=== Work instructions ===
**a)** According to the article on 911 homicide calls, what share of the surveyed attendees who investigated homicides often or always review the related 911 calls?
**b)** Please continue the article on 911 homicide calls from the point where it ends.

=== Page text ===
_ _ _ _ _

Voice Modulation and Minimization in 911 Homicide Calls
By Leonard Opanashuk, J.D.; Cari J. Robins, J.D., M.A.; Melissa A. Merola, M.A., M.S.Ed.; Sarah W. Craun, Ph.D.; Michelle L. Miller, Psy.D.; and Arthur S. Chancellor
A recent survey, conducted by the authors, of approximately 200 FBI National Academy (NA) attendees found that 95% of those who investigated homicides often or always review the related 911 calls. These law enforcement officers stated that the calls provide a valuable starting point as the first witness statements for a case and allow investigators to review the demeanor and reactions of the caller. The calls also capture additional information that may help later, such as the voices of other people on the scene.
Officers may analyze voice modulation — change in tone or pitch — to interpret the veracity behind a caller’s description of an event. Is this a reliable measure of deception? What about minimization — an individual’s attempt to downplay culpability in an incident? Can investigators accurately decipher modulation and minimization from 911 calls?
While many factors go into the analysis of a 911 call, these two characteristics are typically recommended for investigators to analyze.1 In this article, the authors review the literature on voice modulation and minimization in 911 calls as deception indicators and then offer suggestions on using these calls to support homicide investigations.
An early research study examining voice modulation in 911 calls determined that when a caller reporting a homicide had limited change in tone or pitch, they would more likely be found guilty of that crime.2 However, a follow-up study conducted by the current article’s authors using a more recent set of 911 calls determined the opposite — homicide offenders were more likely than uninvolved callers to exhibit voice modulation.3
Complicating matters further, when the authors compared 911 calls involving a homicide staged as a suicide with those reporting a true suicide, voice modulation did not distinguish between the two groups of callers.4
In short, the literature to date is unclear on the relationship of voice modulation with involvement in a reported death.
The authors consist of law enforcement officers with at least 10 years of investigative experience and a forensic psychologist who regularly consults on cases. Yet, across 175 calls in their recent study, they could only agree on whether the caller demonstrated voice modulation in 72% of them.5 Although the differences in voice modulation scores were discussed and subsequently resolved through consensus, it is noteworthy that these seasoned law enforcement professionals would have relatively different concepts of how to assess voice modulation in the context of deception detection.

_ _ _ _ _

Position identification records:
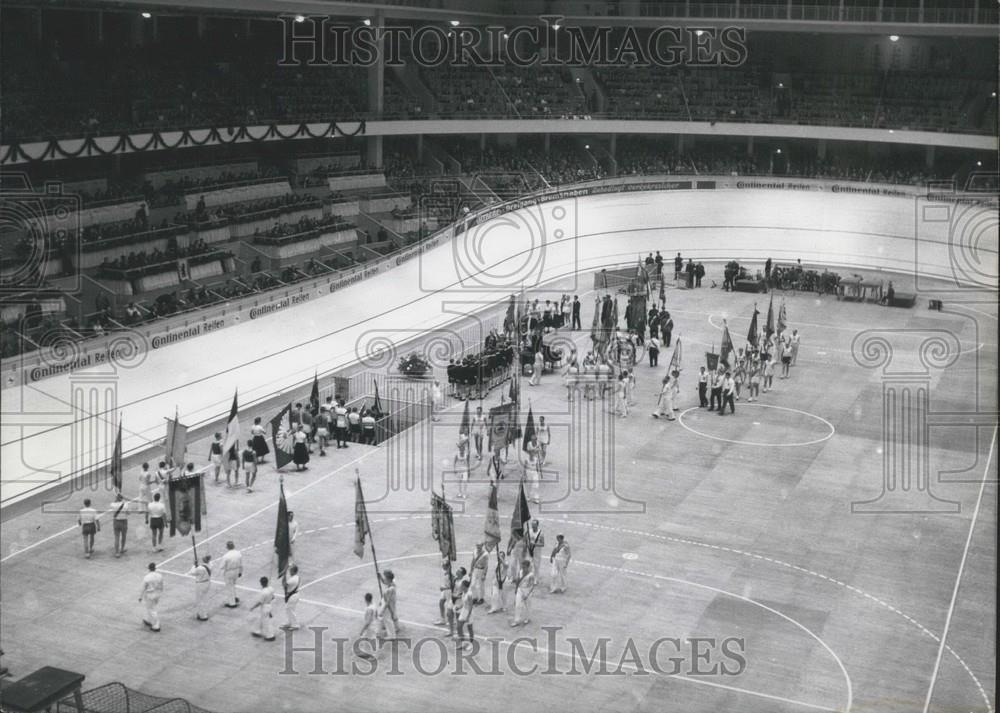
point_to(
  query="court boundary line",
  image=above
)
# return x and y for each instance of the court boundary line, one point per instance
(961, 571)
(546, 651)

_ _ _ _ _

=== Answers below ===
**a)** 95%

**b)**
A change in vocal pitch could be difficult for investigators to determine without specialized equipment, which may explain the differences in agreement mentioned in the above study.6 Even regarding those times when voice modulation was heard, discussions among the authors found that the modulation was often perceived as staged, which could not be accounted for based on changes in pitch and intensity alone.7
Within the context of investigative interviews, studies measuring voice modulation found it is useful to detect deception. Using instruments that measure voice modulation more precisely than the human ear, researchers reviewed audio-recorded law enforcement interrogations and found a change in the vocal pitch, measured in hertz, of approximately 20 to 40% when suspects were deceptive.8
Other researchers found that in laboratory settings when interrogators used the Strategic Use of Evidence interviewing technique on study participants who participated in a mock crime, open-ended questions led to liars generally exhibiting a wider range of vocal pitch (measured in hertz) and greater vocal intensity (measured in decibels) than truth tellers.9
In a summary of all studies conducted on nonverbal behaviors, researchers found that changing one’s voice to a higher pitch was more common among those who were being dishonest.10 Higher pitch proved even more prevalent among liars who did not have time to prepare, as would be expected among those who call 911.11
Confronted with life-or-death decisions, 911 callers have little time to develop false statements. While there may be similarities between investigative interviews of and calls made by suspects, there is still an important distinction in that many types of 911 calls involve raw, uninhibited emotions from callers in emergency situations, which may limit the applicability of findings based on interviews. Moreover, during investigative interviews, law enforcement has more time to establish a baseline in an interviewee’s pitch, intensity, cadence, and other behaviors, something typically impossible with 911 calls because they are generally short and involve raw emotions.
“Overall, the evidence on voice modulation and minimization as appropriate indicators of deception in 911 calls is mixed. … ”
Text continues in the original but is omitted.